What is expected — Return the run of lines below that opens with the line containing "Find every instance of the white popcorn" and closes with the line containing "Target = white outlet cover", keeping each one exact.

Excerpted data —

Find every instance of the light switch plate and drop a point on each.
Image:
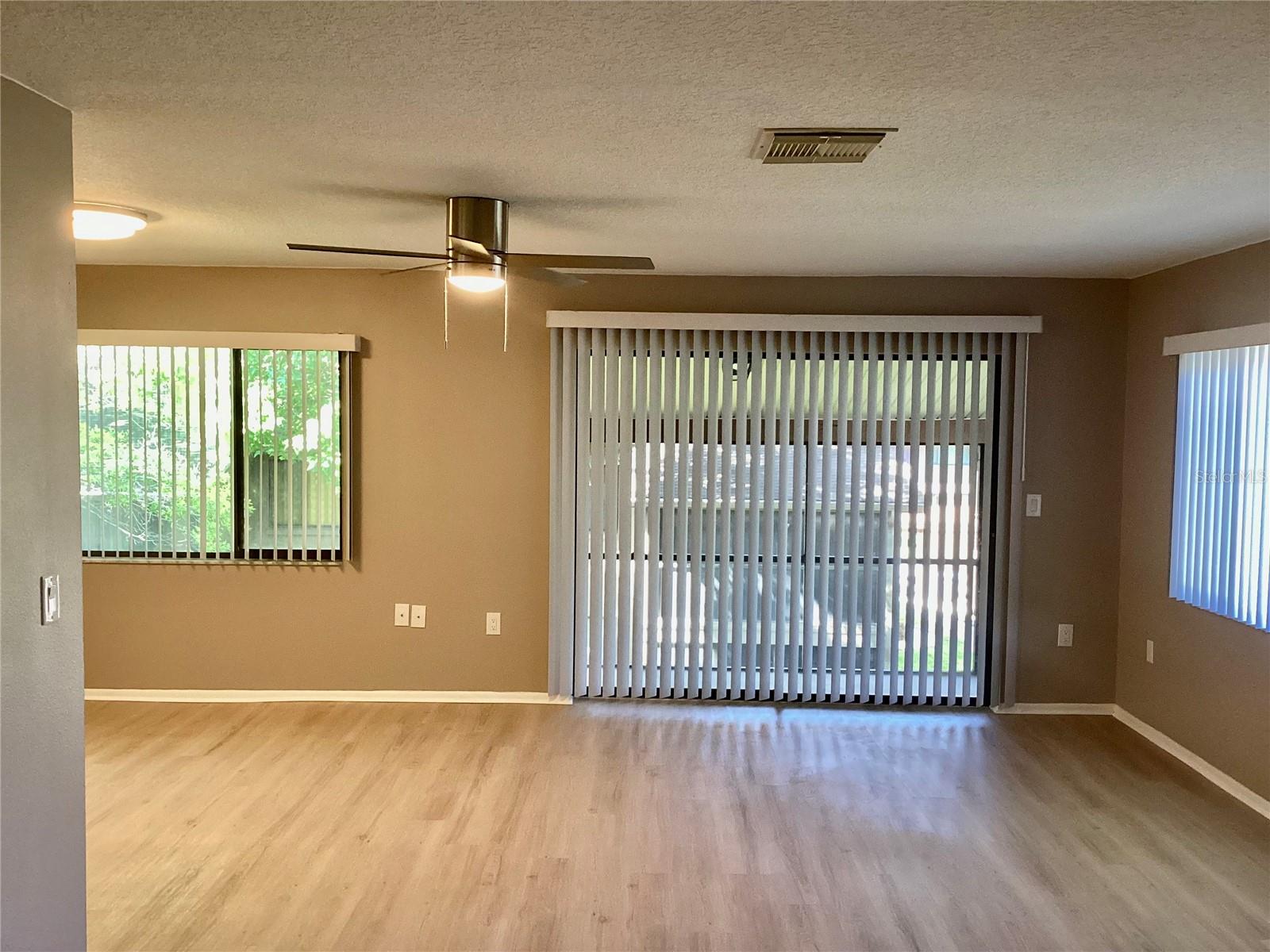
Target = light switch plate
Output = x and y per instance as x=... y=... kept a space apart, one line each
x=50 y=598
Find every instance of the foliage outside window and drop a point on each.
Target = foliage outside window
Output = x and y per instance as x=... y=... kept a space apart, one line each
x=190 y=452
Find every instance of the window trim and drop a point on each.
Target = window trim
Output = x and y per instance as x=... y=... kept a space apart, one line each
x=343 y=346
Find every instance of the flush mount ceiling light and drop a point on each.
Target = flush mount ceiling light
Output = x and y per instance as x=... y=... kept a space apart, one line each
x=476 y=258
x=106 y=222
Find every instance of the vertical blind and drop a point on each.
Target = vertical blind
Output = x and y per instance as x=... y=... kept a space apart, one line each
x=780 y=514
x=213 y=452
x=1221 y=539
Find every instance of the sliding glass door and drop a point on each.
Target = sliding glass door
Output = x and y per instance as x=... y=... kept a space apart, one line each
x=781 y=516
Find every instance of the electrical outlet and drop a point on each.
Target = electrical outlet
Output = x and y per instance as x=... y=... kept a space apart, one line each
x=50 y=598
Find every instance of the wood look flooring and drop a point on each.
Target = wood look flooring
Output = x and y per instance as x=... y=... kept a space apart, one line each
x=654 y=825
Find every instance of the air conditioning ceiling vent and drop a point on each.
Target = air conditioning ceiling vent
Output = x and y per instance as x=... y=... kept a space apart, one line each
x=810 y=146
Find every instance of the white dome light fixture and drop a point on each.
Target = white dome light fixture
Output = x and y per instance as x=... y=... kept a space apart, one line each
x=106 y=222
x=478 y=276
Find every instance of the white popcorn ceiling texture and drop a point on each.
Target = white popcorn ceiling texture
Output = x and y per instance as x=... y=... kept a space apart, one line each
x=1076 y=140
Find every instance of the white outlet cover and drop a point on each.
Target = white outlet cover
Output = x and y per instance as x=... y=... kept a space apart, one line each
x=50 y=598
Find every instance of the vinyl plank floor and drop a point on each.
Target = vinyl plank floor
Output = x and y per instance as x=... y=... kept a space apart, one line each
x=653 y=825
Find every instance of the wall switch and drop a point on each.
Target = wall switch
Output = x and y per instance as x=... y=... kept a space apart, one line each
x=50 y=598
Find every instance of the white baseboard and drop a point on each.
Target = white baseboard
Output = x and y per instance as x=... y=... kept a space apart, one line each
x=1161 y=740
x=1056 y=708
x=1195 y=762
x=395 y=697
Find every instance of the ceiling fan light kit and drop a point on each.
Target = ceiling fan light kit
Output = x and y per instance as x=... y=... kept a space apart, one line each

Task result —
Find every instance of the white popcorn ceiling texture and drop a point on each.
Target = white popcorn ceiling texture
Output = x and y per instance as x=... y=... kept a space apart, one line each
x=1076 y=140
Find every instance of the white outlet cover and drop a point on each.
Target = white outlet cover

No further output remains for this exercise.